=== STUDY QUESTIONS ===
A – Answer the following questions using the career profile.
(i) How long did the writer work at the high-end steakhouse?
(ii) Whom does the hospital cafeteria serve?
(iii) What rating does the writer give this career?
B – Copy the part of the career profile that opens with the words "Part of the" and closes with "7 out of 10.", but swap every "product" for "supplies".

=== EXTRACT TO READ ===
[Start of Attachment]
My Education: AS in Culinary Arts, Western Culinary Institute
My Prior Experience: I worked in a hotel restaurant for 6 months, a high-end steakhouse for two years, and a hospital kitchen for 9 months.
My Company: I work in a kitchen at a government hospital.
Job/Career Overview: My primary responsibility is to prepare meals for the hospital's patients. These include a variety of specialized diets for people suffering from various accidents and illnesses. I also prepare breakfast, lunch, and dinner for the cafeteria which serves hospital staff and patients' family members.
Part of the job involves keeping track of product inventory and making sure orders are placed so there is always enough product. I'm also responsible for receiving and organizing product shipments. Time management is key to making sure all the responsibilities are taken care of. Each cook is responsible for preparing all the food to cook for the following day as well as what they're making today.
More Insights: Before considering Culinary School, remember that you will be making $12 an hour for at least a couple of years. Even the highest paid executive chefs rarely make six figures. Try to take advantage of any scholarships or grants that are available to you. Don't forget to check out local community colleges, too. Many have great culinary programs and are very affordable.
I rate this career 7 out of 10.
[End of Attachment]
=== SUPPLIED DATA ===
[Start of Attachment]
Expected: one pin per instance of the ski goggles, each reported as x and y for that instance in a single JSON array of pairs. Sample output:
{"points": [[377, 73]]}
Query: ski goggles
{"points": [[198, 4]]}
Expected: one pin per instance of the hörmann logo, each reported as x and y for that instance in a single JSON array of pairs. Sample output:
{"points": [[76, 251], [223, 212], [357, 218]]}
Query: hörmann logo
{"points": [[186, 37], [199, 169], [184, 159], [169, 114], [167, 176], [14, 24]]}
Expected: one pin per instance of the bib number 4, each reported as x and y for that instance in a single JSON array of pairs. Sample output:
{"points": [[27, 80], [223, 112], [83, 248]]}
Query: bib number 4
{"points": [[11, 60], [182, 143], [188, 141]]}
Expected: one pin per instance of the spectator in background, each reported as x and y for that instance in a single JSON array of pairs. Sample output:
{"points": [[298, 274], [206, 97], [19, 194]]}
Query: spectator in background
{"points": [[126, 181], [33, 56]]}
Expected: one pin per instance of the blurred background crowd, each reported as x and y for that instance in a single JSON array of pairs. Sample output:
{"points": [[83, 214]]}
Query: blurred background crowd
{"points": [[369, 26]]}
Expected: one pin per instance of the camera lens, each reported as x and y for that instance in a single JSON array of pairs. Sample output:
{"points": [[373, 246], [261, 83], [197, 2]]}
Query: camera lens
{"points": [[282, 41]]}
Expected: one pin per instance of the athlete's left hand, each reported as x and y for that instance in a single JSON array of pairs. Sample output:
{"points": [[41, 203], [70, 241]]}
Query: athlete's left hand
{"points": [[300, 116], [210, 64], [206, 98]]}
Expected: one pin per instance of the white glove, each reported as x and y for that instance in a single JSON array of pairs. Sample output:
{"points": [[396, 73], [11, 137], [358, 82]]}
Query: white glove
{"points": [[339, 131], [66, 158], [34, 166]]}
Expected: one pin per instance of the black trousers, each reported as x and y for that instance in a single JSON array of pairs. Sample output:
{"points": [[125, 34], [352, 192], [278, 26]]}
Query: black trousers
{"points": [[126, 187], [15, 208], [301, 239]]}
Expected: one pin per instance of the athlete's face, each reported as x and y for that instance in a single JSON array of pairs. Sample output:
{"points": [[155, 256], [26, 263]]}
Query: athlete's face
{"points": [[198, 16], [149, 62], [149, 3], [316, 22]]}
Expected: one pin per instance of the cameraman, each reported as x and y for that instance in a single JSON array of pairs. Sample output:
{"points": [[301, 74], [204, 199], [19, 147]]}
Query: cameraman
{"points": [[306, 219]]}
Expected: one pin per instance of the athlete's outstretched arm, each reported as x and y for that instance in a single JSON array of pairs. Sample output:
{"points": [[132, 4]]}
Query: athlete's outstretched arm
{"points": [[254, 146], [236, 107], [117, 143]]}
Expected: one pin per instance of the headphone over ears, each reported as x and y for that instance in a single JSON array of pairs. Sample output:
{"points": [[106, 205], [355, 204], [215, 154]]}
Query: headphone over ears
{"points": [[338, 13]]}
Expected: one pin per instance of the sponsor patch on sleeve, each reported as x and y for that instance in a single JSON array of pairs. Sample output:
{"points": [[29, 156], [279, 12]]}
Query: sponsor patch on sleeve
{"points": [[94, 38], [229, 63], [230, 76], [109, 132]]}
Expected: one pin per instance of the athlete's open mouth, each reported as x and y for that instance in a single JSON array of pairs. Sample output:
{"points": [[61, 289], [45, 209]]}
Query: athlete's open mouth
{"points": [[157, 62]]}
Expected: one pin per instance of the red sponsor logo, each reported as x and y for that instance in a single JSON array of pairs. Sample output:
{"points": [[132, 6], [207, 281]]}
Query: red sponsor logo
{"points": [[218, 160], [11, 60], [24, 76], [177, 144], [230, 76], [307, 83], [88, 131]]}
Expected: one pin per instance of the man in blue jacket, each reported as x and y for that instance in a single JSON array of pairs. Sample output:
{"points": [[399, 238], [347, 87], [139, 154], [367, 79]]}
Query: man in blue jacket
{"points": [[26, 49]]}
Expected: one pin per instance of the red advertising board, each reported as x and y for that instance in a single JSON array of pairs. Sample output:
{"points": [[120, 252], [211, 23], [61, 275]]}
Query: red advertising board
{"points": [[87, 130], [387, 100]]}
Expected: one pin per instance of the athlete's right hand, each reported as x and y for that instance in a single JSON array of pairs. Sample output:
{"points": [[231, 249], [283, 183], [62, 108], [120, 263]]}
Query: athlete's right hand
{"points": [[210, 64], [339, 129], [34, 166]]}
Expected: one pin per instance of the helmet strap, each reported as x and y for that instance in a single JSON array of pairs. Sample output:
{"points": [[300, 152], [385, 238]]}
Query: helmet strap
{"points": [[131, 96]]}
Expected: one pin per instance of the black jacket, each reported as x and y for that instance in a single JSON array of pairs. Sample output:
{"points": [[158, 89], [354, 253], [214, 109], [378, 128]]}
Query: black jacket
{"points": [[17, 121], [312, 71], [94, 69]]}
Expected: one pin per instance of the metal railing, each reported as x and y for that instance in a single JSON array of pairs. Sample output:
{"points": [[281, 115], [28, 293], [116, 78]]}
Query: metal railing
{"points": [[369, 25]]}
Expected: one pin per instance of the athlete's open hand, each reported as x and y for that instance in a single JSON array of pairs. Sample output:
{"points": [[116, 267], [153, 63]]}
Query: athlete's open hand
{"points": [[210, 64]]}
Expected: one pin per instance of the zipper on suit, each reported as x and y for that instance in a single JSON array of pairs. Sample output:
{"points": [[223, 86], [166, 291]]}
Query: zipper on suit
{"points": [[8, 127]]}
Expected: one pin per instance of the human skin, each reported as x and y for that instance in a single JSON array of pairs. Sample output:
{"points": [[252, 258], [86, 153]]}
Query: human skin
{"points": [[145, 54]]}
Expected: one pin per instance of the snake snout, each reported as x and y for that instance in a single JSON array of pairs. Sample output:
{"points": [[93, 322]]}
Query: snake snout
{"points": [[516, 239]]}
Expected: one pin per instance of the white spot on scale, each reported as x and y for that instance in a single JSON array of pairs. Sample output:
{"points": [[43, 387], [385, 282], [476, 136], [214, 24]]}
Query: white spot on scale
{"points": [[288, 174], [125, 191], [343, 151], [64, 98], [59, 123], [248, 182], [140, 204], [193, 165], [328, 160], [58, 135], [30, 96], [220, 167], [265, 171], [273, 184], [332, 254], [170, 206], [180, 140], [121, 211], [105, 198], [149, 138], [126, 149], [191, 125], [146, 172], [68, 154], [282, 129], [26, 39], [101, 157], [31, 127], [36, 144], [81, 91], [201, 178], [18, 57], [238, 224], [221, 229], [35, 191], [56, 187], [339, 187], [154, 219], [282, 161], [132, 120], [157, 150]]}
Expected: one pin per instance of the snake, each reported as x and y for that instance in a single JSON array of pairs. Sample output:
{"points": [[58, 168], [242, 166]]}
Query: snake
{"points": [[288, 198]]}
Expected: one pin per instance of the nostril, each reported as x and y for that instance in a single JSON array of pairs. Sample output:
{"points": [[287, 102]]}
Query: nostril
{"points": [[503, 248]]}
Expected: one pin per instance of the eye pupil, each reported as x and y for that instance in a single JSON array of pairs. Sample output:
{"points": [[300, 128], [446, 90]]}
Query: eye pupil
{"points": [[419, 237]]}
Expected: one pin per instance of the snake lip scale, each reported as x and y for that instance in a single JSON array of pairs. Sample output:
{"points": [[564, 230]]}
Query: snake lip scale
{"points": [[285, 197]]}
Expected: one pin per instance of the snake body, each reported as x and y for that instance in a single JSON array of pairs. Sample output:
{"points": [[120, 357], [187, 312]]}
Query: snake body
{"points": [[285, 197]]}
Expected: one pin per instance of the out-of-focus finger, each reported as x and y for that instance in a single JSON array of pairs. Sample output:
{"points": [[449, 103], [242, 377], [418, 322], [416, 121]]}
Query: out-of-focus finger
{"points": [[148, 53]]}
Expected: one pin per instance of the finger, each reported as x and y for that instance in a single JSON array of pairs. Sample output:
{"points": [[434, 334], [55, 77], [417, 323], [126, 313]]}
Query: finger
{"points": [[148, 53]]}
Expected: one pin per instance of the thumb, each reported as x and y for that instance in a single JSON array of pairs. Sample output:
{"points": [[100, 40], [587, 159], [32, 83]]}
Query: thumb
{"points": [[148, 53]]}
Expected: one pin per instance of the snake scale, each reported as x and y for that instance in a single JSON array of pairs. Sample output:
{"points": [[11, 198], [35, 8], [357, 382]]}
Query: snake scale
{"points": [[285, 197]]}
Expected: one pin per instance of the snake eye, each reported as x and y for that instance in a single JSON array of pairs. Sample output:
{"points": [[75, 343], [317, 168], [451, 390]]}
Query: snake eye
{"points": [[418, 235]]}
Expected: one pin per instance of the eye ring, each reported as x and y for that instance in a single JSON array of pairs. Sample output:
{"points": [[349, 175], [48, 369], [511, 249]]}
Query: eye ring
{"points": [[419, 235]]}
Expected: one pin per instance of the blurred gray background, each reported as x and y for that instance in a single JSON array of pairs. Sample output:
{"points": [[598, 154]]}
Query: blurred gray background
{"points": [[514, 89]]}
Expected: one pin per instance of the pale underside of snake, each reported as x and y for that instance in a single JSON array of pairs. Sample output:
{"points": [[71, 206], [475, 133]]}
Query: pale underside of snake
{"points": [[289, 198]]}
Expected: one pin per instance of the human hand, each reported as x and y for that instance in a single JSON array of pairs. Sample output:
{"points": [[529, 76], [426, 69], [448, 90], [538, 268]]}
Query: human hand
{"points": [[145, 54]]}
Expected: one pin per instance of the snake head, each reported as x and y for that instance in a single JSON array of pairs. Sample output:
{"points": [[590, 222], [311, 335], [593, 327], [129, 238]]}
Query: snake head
[End of Attachment]
=== OUTPUTS FOR THE TASKS ===
A –
(i) Two years.
(ii) Hospital staff and patients' family members.
(iii) 7 out of 10.

B –
Part of the job involves keeping track of supplies inventory and making sure orders are placed so there is always enough supplies. I'm also responsible for receiving and organizing supplies shipments. Time management is key to making sure all the responsibilities are taken care of. Each cook is responsible for preparing all the food to cook for the following day as well as what they're making today.
More Insights: Before considering Culinary School, remember that you will be making $12 an hour for at least a couple of years. Even the highest paid executive chefs rarely make six figures. Try to take advantage of any scholarships or grants that are available to you. Don't forget to check out local community colleges, too. Many have great culinary programs and are very affordable.
I rate this career 7 out of 10.